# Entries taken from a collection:
▬▬▬▬▬▬

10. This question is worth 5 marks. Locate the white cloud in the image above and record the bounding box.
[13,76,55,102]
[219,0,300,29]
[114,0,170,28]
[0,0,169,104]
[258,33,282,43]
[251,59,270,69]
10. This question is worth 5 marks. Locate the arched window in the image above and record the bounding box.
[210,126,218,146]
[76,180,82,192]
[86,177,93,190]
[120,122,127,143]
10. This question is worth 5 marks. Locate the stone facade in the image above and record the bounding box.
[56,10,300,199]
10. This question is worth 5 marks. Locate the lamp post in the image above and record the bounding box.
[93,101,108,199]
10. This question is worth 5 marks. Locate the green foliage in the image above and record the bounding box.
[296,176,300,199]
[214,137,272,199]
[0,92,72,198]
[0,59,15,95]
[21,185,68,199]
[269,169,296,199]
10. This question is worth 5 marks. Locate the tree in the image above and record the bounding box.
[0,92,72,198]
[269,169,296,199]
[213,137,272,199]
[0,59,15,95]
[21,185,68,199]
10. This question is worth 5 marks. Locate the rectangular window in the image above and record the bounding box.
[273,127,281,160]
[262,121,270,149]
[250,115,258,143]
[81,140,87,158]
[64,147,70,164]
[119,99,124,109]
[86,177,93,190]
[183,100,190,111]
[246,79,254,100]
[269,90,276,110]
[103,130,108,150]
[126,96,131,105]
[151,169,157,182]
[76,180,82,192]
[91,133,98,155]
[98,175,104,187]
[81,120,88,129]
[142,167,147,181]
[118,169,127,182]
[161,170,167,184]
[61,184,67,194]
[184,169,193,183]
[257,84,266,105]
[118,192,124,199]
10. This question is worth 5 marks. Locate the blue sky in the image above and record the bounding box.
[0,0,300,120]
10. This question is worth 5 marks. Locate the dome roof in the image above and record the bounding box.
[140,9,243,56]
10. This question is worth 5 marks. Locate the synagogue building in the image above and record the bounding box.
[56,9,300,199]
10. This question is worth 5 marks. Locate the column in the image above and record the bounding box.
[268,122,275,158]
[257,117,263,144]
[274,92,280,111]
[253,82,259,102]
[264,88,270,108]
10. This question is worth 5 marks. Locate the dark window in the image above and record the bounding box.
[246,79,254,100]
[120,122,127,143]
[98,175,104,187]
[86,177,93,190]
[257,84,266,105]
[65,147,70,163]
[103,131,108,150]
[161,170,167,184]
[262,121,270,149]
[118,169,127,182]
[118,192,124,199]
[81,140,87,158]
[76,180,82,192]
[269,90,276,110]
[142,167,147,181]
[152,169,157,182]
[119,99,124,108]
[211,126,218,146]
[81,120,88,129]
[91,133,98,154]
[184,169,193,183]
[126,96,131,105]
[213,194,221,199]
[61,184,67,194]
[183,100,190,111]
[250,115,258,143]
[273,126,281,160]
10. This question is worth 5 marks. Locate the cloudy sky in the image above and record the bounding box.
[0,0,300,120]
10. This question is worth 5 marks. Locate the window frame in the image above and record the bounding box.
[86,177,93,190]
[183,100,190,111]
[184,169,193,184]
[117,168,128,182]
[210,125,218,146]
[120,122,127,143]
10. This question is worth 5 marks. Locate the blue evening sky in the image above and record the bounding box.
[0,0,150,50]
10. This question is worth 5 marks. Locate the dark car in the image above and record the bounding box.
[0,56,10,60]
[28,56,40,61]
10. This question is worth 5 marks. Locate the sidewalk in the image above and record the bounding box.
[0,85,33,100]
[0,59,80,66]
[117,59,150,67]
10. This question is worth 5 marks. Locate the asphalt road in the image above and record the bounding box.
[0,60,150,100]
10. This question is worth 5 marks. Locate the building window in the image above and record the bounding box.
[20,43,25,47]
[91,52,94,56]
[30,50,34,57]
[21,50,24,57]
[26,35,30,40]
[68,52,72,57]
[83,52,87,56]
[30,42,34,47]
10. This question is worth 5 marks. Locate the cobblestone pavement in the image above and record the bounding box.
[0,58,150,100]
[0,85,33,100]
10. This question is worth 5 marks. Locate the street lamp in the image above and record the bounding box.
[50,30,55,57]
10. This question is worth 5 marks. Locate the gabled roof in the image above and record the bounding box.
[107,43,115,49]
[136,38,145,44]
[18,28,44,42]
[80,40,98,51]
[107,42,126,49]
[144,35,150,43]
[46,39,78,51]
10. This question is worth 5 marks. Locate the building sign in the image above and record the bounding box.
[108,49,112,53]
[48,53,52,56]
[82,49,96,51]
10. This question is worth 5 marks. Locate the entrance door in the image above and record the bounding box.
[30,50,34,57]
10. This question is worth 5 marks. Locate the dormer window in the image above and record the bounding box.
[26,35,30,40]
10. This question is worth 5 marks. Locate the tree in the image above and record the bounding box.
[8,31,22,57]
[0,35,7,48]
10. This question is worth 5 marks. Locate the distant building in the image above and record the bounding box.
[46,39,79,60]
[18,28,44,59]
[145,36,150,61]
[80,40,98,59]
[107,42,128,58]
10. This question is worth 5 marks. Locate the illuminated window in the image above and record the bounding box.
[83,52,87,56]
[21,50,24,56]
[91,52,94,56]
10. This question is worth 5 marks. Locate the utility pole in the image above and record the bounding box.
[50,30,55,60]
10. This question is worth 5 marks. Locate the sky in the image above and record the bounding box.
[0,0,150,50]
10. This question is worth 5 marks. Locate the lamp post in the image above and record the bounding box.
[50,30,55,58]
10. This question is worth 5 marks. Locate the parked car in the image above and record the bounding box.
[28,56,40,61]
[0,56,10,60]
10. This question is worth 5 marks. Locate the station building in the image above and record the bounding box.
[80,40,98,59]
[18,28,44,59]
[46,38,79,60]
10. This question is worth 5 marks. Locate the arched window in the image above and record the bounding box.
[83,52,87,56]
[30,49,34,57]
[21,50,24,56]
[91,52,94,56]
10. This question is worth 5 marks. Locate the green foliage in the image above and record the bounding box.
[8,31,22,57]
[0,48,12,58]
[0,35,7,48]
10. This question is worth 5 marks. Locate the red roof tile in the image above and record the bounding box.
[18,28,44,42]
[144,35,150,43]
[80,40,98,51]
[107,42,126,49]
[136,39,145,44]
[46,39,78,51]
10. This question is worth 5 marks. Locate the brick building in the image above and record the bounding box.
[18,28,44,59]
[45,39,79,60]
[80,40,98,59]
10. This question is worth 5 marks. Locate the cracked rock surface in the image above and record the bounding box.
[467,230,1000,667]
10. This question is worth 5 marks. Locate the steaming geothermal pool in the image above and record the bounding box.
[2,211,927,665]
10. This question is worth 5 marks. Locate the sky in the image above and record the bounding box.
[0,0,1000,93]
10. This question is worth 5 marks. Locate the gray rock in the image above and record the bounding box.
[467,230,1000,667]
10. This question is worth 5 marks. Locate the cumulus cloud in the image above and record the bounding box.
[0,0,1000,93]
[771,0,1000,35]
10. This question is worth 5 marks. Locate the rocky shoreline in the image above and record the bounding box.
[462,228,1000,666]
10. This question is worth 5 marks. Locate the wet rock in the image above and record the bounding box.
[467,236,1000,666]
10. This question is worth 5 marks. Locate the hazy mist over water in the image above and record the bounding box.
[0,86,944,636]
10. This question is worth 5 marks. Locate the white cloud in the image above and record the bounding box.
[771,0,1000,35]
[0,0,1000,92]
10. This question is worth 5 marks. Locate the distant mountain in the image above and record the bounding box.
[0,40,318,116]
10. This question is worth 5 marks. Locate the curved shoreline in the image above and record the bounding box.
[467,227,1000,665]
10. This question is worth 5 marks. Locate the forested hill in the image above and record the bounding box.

▬▬▬▬▬▬

# Directive:
Rewrite the listing above as a numbered list without blank lines, starting from the line with "10. This question is worth 5 marks. Locate the rocky" up to and including the line with "[0,86,944,636]".

# Finished exercise:
1. 10. This question is worth 5 marks. Locate the rocky shoreline in the image above and record the bounding box.
2. [462,228,1000,666]
3. 10. This question is worth 5 marks. Locate the wet rock in the image above and record the bounding box.
4. [467,236,1000,666]
5. 10. This question is worth 5 marks. Locate the hazy mist over water in the image above and record the bounding box.
6. [0,86,944,636]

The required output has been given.